**To be done:**
Please continue the Queenager letter below, starting right after its final sentence.

**Excerpted passage:**
From this place of wholeness...

The Queenager: Eleanor’s Letter (June 2nd 2024)

Thankyou to all of you wonderful Queenagers who came on retreat and who contributed your stories to my book. Much love and thanks

Dear Queenagers

So it is officially summer and the sun has finally come out! What bliss to dry off in the warmth after swimming next to towering daisies, campion and a huge fleshy plant taller than me which I am told is a horseradish. What a difference a day makes; yesterday afternoon I swam then shivered my way swiftly into a thermal, a t-shirt, a shirt, a jumper and a puffa and needed hot soup and tea to warm up.

Today I feel like I have finally landed again after all the excitement of our NOON Purpose and Power Retreat at Broughton Sanctuary last weekend. I got home late on Tuesday, went to HarperCollins to sign 50 special proofs of my book

and send them out on Wednesday (which was epic, a true ‘pinch-me’, birthing kind of moment to see the finished copies looking so beautiful) and have pretty much slept ever since. Holding all 36 of you lovely Queenagers at Broughton was a lot! Wonderful, but knackering. I woke up this morning feeling rested at last and full of beans again and got a message from Jen our NOON Editorial director saying she’d just unpacked her last bag and been wafted instantly back to the Fire Temple by the smell of woodsmoke in a truly Proustian moment.

(Image annotation data)
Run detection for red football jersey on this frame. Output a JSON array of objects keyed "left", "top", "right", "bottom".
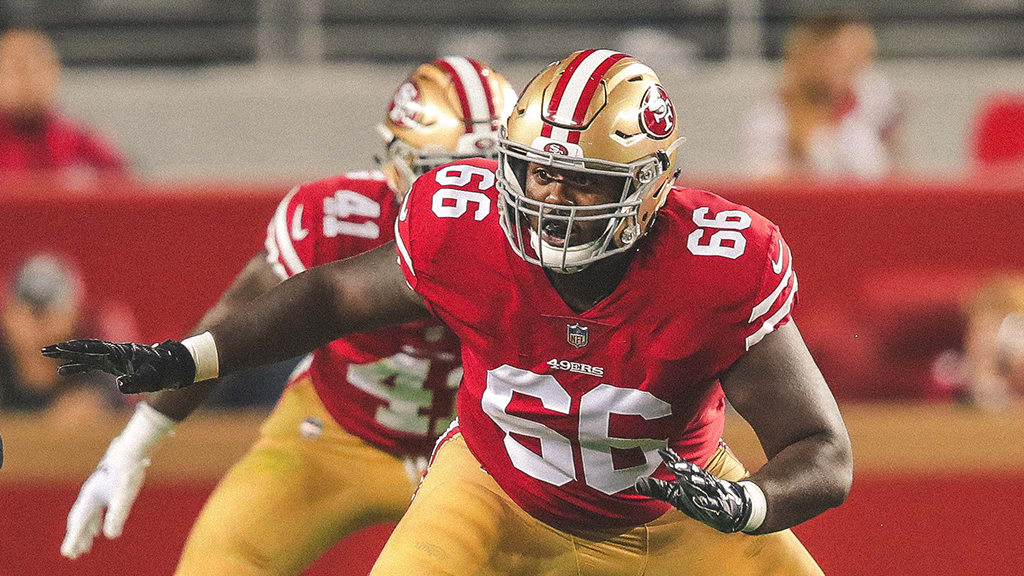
[
  {"left": 396, "top": 160, "right": 797, "bottom": 528},
  {"left": 0, "top": 112, "right": 127, "bottom": 173},
  {"left": 266, "top": 171, "right": 462, "bottom": 455}
]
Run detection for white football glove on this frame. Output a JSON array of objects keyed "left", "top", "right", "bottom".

**The response:**
It is hard to know where to begin to describe our wonderful five days at Broughton; there were so many highlights. A big one was reading aloud from my book (preorder on that link) for the first time after dinner in that beautiful dining room and seeing it move some of you to tears (which was good as I certainly cried writing it!). It is such a strange process writing a book. The doing of it is so private; months spent just me and the keyboard in my study. Very lonely. Unearthing all my truthiest truths, committing them to the computer, honing the language and the expression, refining, cutting. It’s a very solo process. And then suddenly like a baby grown in the womb exiting and making its entrance into the world this very inner journey is suddenly manifestly outward and out there. It feels incredible and bizarre and fabulous, a dream come true. Reading to you all, signing the copies… it was an out of body experience for me! What I hope is that the book will start to change the narrative society has about the later lives of women to something more positive and fit for purpose. I want it to act as a map, a new set of signposts for our pioneering generation of women as we hit midlife and beyond. But it is also intended to inspire the women coming behind us that there is, as the title says: Much More to Come – that we are never too old and it is never too late to become the women we always wanted to be. I could never have written it without the support, wisdom and insight of all of you wonderful Queenagers so my heartfelt thanks for all your stories and love on the journey.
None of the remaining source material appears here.